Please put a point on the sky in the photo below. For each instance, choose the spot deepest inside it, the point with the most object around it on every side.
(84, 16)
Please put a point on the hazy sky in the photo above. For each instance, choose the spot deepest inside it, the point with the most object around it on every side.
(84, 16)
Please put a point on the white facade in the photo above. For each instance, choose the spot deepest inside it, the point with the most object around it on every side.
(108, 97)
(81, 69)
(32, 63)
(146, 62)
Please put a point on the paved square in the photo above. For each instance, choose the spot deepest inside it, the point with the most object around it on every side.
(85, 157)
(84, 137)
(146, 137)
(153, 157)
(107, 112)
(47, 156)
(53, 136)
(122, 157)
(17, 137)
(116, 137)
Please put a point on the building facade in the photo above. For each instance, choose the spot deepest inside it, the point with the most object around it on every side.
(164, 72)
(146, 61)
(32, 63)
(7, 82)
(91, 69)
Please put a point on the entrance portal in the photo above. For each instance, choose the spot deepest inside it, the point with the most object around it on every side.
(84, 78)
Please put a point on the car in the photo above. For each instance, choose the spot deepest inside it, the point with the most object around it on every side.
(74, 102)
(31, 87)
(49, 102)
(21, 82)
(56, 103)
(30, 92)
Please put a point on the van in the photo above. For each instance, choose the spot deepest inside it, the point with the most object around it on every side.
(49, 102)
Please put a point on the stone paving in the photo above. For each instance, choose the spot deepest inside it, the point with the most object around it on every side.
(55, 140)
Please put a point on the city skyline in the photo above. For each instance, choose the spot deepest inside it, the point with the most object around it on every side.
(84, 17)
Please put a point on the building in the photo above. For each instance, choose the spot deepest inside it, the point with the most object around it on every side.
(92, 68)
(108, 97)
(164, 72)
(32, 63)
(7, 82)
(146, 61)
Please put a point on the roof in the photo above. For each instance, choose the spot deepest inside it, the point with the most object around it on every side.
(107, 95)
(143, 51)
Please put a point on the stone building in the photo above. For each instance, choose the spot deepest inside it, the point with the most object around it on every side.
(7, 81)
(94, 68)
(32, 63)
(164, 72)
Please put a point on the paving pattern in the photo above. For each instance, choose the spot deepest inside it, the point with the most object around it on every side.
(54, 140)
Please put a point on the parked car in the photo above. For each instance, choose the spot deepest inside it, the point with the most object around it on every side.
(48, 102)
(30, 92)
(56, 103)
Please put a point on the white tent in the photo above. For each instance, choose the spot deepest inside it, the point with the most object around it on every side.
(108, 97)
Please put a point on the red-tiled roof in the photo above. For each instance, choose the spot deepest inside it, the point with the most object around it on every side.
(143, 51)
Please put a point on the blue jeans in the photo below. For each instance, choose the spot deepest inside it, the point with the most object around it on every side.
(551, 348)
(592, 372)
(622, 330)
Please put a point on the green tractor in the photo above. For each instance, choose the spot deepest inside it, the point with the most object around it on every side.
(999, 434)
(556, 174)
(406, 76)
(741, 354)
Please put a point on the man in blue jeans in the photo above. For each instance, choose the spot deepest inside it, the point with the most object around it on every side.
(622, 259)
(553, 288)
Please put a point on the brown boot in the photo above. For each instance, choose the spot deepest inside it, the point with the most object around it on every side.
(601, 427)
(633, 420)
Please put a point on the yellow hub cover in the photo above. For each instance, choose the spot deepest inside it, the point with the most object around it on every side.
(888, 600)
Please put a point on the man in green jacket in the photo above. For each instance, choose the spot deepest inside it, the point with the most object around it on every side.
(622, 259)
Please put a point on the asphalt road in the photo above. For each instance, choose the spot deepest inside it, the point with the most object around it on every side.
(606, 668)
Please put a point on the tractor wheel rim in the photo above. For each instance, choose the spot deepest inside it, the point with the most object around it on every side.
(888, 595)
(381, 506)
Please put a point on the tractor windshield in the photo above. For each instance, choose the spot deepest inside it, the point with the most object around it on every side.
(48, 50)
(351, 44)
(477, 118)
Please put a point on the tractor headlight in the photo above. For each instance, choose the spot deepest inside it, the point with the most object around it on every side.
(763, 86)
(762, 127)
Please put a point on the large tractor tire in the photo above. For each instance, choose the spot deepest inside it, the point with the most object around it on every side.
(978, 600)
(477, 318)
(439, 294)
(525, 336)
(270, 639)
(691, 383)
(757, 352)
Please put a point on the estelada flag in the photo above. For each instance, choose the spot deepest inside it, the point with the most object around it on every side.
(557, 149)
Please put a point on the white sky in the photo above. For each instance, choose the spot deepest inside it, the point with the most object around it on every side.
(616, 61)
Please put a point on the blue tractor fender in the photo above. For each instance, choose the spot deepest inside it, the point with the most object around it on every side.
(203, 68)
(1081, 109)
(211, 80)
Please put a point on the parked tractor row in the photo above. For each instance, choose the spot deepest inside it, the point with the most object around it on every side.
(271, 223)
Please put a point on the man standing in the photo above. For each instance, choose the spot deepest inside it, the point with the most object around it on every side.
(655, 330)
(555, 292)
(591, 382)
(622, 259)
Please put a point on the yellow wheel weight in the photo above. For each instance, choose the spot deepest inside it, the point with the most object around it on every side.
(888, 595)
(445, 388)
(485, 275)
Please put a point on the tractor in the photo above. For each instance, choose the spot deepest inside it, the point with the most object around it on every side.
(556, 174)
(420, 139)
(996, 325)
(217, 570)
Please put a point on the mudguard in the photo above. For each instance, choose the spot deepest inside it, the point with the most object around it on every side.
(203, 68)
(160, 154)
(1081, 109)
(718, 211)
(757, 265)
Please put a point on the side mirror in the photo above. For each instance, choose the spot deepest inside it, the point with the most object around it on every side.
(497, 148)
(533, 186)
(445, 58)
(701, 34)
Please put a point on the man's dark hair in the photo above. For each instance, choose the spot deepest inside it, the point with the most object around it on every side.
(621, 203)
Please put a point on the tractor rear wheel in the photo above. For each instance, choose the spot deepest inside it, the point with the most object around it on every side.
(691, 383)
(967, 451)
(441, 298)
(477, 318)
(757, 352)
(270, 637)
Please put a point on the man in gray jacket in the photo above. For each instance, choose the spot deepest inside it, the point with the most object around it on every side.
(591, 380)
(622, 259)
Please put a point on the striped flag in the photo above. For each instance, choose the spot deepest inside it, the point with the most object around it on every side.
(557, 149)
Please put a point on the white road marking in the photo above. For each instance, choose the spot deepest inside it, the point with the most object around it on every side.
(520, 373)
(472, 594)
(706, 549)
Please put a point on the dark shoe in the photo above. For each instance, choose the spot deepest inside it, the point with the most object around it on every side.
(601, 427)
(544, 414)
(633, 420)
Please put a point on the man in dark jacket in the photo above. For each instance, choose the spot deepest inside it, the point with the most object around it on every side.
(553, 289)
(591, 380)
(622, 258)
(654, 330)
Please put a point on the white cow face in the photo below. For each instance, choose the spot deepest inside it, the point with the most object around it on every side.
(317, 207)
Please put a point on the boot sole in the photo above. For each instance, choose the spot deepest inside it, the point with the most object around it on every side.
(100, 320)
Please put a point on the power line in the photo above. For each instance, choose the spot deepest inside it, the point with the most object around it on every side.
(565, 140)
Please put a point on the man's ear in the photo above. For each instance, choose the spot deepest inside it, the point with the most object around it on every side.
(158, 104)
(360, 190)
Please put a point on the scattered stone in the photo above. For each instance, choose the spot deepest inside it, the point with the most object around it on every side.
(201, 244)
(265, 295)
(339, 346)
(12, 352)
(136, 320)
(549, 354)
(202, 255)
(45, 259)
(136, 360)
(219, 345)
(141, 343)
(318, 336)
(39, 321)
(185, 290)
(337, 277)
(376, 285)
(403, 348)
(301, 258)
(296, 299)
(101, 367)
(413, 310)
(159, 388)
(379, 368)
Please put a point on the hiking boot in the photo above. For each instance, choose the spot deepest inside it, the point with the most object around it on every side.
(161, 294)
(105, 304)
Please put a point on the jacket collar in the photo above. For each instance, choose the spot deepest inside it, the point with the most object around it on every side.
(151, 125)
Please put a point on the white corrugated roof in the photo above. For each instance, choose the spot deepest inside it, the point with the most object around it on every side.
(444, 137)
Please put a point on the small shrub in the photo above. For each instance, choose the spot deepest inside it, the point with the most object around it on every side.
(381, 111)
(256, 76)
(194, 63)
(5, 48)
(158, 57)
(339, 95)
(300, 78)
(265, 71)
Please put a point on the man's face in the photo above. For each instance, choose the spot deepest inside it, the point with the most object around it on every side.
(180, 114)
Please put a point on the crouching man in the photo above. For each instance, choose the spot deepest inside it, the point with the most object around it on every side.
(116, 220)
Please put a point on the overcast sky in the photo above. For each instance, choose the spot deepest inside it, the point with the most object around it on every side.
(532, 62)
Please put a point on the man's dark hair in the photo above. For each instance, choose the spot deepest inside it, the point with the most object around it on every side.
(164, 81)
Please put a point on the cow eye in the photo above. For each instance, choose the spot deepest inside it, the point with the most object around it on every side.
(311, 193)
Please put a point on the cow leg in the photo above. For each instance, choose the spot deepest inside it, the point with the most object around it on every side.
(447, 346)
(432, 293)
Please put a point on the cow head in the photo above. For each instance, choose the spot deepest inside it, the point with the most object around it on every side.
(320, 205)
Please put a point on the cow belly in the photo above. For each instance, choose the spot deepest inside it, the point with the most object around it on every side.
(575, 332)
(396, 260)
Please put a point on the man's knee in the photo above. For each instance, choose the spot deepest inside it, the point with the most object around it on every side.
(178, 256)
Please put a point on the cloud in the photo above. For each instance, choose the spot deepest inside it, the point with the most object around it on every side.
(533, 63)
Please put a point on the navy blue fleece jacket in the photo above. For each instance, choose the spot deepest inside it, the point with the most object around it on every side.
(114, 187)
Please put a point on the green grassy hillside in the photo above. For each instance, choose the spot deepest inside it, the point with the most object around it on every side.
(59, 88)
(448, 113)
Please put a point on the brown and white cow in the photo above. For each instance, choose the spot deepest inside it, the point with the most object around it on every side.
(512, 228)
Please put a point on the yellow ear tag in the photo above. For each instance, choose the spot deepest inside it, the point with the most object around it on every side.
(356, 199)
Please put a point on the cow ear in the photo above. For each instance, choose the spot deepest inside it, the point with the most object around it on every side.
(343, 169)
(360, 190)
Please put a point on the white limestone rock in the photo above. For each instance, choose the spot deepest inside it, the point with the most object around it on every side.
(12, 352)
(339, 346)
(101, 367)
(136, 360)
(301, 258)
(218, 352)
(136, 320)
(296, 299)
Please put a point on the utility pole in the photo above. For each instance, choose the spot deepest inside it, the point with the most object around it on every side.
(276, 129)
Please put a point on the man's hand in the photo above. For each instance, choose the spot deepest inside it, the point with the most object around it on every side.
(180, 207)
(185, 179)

————————

Only the lines from the one with "Please put a point on the utility" through the last line above should be restated, word for word.

Please put a point on the utility pole in the photo above. For each instance, choose the spot deepest inside it, the point with the most object around it on every side.
(276, 129)
Please put a point on the man's hand in the photo above. For each instance, choose the spot deepest inside it, the point with the most object around it on every side.
(180, 207)
(185, 179)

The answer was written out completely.